What you should do:
Give as output the line that contains "house roof, the", followed by every remaining line of the entries, unchanged and with nothing added.

Entries provided:
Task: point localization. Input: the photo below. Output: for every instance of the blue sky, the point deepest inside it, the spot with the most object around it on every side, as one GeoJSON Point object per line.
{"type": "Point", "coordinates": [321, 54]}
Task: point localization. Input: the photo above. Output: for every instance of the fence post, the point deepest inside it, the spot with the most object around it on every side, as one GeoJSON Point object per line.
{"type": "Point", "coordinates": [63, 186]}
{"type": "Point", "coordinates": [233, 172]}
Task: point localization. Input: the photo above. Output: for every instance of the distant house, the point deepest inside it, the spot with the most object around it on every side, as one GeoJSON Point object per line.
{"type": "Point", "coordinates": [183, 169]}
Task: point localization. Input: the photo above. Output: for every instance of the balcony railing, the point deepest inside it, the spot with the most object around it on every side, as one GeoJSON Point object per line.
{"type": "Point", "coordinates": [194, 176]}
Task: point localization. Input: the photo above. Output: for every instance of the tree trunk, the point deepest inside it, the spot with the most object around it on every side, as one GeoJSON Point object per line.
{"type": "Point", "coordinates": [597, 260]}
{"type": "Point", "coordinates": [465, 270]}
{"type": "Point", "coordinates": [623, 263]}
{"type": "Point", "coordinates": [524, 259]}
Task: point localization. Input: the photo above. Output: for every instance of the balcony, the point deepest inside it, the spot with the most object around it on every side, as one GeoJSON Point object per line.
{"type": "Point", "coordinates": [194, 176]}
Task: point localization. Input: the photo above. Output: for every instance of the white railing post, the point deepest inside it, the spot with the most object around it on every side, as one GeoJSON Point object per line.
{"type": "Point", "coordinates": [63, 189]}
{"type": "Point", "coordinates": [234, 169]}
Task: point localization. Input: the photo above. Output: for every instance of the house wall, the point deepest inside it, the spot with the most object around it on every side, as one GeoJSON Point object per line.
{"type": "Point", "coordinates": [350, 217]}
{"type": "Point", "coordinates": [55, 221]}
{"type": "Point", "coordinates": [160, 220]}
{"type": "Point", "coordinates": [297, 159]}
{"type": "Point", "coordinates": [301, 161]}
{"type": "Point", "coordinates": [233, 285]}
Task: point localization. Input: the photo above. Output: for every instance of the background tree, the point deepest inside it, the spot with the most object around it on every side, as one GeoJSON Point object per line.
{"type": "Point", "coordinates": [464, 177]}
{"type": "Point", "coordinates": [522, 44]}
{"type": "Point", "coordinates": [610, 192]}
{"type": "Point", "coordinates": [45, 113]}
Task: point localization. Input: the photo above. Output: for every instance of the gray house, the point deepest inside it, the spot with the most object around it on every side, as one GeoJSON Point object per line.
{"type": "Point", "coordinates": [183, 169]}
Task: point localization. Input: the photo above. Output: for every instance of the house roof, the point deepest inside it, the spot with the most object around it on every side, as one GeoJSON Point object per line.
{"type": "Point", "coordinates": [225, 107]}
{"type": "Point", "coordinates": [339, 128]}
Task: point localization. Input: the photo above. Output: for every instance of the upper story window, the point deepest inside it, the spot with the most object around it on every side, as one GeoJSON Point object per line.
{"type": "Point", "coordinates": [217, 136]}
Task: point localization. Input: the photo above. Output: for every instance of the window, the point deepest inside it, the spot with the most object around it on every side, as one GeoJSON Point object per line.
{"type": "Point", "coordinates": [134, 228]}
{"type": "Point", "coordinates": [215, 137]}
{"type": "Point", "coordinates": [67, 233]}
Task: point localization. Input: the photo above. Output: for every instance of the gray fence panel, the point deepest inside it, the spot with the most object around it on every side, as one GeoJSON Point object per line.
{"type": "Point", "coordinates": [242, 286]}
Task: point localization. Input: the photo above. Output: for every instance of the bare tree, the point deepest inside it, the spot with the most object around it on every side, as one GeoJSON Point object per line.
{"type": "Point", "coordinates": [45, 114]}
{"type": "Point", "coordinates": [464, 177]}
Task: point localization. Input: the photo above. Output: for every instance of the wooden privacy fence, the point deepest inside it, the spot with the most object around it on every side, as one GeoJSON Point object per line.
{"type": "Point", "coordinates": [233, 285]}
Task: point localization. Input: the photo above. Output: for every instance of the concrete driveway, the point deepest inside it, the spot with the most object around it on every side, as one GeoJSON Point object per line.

The reply:
Task: point localization. Input: the photo above. Output: for every instance of the house roof, the point deepest inside it, the spot with the most object around it on every side, as one GeoJSON Point object per line.
{"type": "Point", "coordinates": [225, 107]}
{"type": "Point", "coordinates": [339, 128]}
Task: point localization. Input: the photo above. Output: for every instance of the upper story window, the point deepest inside it, the spot with the most object around it on every side, as one GeoJSON Point object per line.
{"type": "Point", "coordinates": [217, 136]}
Task: point localization. Input: the photo above. Output: for every instance of the window, the point deepest inside it, the spot with the most object around it on every side, as one GeoJSON Point object per line.
{"type": "Point", "coordinates": [134, 228]}
{"type": "Point", "coordinates": [215, 137]}
{"type": "Point", "coordinates": [67, 233]}
Task: point localization. Input: the photo above. Output: for every instance of the gray fence panel, the point deepest inside it, the spot with the most object around it on every side, as one GeoJSON Point object per line.
{"type": "Point", "coordinates": [242, 286]}
Task: point localization. Input: the photo above. Output: for every instance of the bare tree, the point deepest inside it, the spot with the most object around it on every side, as one GeoJSON Point object per line.
{"type": "Point", "coordinates": [45, 114]}
{"type": "Point", "coordinates": [464, 177]}
Task: point localization. Input: the photo above. Output: for every instance of the wooden privacy fence, the point deepest inside it, the spot with the most object around it on every side, as one GeoJSON Point object per line.
{"type": "Point", "coordinates": [233, 285]}
Task: point localization. Input: the photo above. Output: for every instance of the concrete driveway, the point deepest inside it, the spot with the most object around it on every side, as one GeoJSON Point object per line.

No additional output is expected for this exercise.